### RECORD LIST
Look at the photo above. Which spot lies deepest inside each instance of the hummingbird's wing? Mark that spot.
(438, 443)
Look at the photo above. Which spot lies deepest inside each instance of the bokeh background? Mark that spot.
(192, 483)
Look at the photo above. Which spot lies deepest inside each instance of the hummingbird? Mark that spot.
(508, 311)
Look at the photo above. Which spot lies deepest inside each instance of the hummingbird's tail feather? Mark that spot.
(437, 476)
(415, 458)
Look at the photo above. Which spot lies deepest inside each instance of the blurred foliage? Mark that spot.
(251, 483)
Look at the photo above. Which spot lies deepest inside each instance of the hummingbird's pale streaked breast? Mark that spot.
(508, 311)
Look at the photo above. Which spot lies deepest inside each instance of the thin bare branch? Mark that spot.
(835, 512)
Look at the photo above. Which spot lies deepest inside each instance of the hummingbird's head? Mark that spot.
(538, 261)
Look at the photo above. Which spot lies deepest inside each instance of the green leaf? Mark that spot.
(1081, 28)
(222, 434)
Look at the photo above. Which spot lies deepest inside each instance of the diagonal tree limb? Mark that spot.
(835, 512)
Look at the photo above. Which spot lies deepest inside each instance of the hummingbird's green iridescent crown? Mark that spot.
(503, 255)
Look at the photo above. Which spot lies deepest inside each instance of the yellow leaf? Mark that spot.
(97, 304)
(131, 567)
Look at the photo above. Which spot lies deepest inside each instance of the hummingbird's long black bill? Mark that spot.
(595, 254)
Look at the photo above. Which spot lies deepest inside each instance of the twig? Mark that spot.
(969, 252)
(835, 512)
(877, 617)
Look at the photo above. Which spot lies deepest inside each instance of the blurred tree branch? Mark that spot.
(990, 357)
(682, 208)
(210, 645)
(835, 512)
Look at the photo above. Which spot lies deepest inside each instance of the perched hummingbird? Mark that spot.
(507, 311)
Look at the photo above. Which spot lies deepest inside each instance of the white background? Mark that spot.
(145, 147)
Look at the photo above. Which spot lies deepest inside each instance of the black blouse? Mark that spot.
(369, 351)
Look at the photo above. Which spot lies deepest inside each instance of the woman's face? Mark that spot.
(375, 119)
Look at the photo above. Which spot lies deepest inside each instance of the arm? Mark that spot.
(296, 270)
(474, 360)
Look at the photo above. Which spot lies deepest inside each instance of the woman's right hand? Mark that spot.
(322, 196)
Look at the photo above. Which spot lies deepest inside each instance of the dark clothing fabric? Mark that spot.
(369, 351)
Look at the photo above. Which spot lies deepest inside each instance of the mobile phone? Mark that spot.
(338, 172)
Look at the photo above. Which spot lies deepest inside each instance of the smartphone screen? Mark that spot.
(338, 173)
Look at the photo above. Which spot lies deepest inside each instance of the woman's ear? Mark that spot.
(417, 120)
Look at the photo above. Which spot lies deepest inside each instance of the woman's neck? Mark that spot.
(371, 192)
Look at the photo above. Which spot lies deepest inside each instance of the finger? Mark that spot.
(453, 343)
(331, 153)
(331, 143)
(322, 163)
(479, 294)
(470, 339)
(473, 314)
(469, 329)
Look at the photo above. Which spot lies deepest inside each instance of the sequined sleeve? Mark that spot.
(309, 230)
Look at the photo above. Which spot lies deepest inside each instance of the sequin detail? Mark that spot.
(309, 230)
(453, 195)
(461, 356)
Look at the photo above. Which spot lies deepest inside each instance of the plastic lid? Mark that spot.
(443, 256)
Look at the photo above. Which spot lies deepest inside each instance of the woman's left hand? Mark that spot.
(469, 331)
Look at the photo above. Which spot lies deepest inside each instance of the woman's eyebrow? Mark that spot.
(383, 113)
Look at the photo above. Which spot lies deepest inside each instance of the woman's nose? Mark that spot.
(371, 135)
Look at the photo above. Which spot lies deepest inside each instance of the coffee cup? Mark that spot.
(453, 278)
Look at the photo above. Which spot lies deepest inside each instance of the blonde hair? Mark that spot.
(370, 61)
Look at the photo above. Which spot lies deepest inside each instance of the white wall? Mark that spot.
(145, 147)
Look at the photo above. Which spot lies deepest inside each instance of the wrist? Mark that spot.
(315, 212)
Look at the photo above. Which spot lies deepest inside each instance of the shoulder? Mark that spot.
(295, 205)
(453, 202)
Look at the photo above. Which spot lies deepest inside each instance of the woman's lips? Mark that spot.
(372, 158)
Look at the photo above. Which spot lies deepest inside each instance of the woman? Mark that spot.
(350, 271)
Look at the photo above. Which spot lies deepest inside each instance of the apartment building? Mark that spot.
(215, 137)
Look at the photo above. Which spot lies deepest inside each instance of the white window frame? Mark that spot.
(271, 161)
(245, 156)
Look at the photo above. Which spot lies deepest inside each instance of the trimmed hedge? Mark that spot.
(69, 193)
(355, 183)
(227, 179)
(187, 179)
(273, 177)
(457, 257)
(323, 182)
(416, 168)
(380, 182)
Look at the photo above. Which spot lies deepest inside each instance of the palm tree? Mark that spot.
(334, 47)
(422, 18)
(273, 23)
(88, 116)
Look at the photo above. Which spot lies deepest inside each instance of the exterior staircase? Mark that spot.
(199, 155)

### WHAT IS ASKED
Revise the stretch from the line containing "hair? Mark that spot." through the end of the data, changing "exterior staircase" to "outdoor staircase" and leaving everything else as it is. Give only those revised lines.

### WRITTEN REPLY
Look at the photo above. Which spot lies deepest inside each instance of the blonde hair? Mark that spot.
(370, 61)
Look at the photo above. Which spot lies deepest inside each instance of the white wall? Mark that spot.
(145, 147)
Look at the photo above. Which spot lies deepest inside each instance of the wrist? Mark that spot.
(315, 212)
Look at the photo above. Which spot lies deepest inside each instance of the shoulder? Mark that spot.
(295, 205)
(453, 202)
Look at the photo above. Which spot lies deepest inside each instance of the woman's lips? Mark that spot.
(372, 158)
Look at the photo above. Which spot lies deepest inside each instance of the woman? Mark that spot.
(350, 271)
Look at the photo above. Which spot lies deepest inside each instance of the apartment building? Mark that spot.
(215, 137)
Look at the photo above. Which spot lies deepest inside each instance of the white window frame? Mark that spot.
(271, 161)
(245, 156)
Look at the photo above. Which spot lies deepest inside each instance of the trimmed hedge? Mark that spot.
(69, 193)
(355, 183)
(227, 179)
(187, 179)
(273, 177)
(457, 257)
(323, 182)
(416, 168)
(380, 182)
Look at the photo above. Which spot lies deepest inside each instance of the palm tree? Mark that spot.
(334, 47)
(422, 18)
(273, 23)
(88, 116)
Look at the photo above. Which spot lies deepest inside each instance of the outdoor staircase? Mark that spot.
(199, 155)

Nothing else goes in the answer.